● **WHAT IS REQUIRED**: Reproduce exactly the final portion of the data: every line from the one containing "in teal dress." through the last line, inclusive.

● **EXCERPTED DATA**:
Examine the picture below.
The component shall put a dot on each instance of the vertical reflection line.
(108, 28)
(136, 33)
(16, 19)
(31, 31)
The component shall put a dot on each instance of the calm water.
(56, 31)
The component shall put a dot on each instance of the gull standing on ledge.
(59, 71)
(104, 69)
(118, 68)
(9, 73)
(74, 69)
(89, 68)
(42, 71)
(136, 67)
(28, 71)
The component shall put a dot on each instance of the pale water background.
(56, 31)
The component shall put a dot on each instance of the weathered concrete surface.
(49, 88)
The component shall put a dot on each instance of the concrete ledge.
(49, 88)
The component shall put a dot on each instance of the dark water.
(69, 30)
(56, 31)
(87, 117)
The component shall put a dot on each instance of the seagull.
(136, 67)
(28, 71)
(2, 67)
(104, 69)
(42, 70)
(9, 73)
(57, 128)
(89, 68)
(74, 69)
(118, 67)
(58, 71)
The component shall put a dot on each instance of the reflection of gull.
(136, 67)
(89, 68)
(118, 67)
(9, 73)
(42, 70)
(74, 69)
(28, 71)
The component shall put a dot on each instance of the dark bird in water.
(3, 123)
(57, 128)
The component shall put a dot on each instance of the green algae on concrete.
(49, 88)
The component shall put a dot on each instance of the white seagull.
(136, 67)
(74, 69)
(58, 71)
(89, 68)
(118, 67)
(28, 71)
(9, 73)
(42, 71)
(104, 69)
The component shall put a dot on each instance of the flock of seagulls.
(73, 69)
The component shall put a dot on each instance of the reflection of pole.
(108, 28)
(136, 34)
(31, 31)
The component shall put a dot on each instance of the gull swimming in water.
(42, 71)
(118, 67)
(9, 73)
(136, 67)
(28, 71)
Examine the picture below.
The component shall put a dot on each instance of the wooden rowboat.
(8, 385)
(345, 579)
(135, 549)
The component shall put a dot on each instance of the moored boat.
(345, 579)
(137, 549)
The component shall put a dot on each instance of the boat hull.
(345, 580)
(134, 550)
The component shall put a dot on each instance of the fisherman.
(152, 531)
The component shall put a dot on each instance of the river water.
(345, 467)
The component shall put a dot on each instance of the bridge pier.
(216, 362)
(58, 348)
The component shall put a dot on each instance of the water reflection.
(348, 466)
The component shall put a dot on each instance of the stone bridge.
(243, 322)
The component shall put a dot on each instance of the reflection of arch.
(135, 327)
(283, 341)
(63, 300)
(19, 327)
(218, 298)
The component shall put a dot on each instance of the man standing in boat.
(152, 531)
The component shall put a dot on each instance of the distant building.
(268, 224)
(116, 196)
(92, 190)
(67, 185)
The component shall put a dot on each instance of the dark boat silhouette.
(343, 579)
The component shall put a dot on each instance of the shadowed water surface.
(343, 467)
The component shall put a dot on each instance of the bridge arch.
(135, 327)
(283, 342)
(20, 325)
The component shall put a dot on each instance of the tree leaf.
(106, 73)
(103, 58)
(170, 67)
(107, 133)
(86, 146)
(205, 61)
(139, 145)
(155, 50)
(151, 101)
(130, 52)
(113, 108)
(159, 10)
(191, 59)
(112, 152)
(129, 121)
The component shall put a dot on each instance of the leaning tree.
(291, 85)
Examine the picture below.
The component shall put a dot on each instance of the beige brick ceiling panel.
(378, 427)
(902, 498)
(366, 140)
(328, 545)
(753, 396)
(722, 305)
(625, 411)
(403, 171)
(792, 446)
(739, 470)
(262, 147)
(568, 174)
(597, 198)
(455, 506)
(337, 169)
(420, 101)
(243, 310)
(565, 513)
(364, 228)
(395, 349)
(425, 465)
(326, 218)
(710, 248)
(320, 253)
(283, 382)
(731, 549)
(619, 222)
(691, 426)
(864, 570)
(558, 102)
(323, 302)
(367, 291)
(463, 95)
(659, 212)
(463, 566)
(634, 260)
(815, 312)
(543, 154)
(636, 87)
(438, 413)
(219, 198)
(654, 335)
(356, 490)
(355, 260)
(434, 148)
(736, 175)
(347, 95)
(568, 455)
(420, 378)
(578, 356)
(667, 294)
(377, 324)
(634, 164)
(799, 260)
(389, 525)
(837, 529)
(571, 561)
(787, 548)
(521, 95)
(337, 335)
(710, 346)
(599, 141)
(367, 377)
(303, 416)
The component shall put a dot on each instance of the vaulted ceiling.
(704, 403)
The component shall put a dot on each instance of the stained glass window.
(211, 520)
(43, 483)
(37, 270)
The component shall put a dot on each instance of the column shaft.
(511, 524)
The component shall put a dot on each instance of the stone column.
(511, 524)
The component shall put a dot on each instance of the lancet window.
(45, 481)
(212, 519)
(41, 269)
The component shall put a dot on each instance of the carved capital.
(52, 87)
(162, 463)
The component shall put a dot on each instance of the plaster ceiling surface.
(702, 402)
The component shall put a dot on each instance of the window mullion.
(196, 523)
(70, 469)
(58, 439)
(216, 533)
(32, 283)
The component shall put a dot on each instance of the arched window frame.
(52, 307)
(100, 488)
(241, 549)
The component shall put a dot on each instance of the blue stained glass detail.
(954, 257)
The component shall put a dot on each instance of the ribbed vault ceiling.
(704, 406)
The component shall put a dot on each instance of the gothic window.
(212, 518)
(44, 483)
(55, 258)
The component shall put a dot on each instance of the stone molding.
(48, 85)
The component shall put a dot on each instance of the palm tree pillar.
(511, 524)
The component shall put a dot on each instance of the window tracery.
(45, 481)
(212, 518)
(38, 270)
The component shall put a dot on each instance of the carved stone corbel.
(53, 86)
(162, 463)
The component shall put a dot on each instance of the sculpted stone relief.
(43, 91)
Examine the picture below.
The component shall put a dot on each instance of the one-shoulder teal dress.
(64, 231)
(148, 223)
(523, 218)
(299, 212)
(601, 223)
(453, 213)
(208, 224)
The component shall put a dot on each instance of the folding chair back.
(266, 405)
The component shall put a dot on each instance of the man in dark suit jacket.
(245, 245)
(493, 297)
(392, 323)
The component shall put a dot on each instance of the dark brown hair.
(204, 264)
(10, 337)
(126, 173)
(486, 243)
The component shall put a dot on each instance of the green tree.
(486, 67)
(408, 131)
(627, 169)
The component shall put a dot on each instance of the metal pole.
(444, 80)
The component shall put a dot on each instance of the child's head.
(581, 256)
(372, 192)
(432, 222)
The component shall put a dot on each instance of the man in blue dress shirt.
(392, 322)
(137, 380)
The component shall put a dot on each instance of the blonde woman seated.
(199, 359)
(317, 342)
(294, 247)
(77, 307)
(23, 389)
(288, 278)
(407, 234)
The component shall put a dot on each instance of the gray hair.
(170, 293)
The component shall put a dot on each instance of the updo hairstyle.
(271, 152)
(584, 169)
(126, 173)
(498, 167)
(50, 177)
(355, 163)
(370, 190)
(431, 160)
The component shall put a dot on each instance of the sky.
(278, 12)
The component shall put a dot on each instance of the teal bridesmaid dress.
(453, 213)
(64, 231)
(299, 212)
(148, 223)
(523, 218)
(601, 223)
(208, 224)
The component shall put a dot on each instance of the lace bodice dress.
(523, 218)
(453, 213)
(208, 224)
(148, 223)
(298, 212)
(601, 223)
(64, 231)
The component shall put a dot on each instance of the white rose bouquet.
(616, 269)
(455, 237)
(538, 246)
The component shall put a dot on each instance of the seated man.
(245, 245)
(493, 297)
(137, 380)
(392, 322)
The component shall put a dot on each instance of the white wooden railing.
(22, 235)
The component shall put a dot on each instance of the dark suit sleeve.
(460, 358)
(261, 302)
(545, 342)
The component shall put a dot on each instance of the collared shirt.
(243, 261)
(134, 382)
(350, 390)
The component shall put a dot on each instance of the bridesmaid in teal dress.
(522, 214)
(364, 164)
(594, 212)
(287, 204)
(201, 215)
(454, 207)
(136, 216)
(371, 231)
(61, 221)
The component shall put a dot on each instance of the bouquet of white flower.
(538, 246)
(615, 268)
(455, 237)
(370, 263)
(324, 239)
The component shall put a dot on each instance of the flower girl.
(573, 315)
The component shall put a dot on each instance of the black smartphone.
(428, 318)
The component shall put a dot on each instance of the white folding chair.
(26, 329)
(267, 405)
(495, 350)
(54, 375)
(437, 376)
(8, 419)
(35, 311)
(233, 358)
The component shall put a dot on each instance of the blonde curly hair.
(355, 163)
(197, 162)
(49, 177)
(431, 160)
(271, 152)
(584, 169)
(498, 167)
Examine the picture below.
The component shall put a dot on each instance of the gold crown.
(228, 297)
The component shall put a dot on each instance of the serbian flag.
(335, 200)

● **RESULT FOR THIS EXERCISE**:
The component shall put a dot on each instance of the bridesmaid in teal dress.
(522, 214)
(364, 164)
(594, 212)
(287, 204)
(201, 215)
(454, 207)
(136, 216)
(371, 231)
(61, 221)
The component shall put a dot on each instance of the bouquet of white flower.
(538, 246)
(615, 268)
(455, 237)
(370, 263)
(324, 239)
The component shall put a dot on each instance of the flower girl.
(573, 315)
The component shall put a dot on each instance of the black smartphone.
(428, 318)
The component shall put a dot on each instance of the white folding chair.
(26, 329)
(267, 405)
(495, 350)
(54, 375)
(437, 376)
(8, 419)
(35, 311)
(233, 358)
The component shall put a dot on each instance of the blonde curly hair.
(355, 163)
(197, 162)
(49, 177)
(431, 160)
(271, 152)
(584, 169)
(498, 167)
Examine the picture below.
The component shall put a dot on each instance of the gold crown.
(228, 297)
The component shall put a dot on each instance of the serbian flag.
(335, 200)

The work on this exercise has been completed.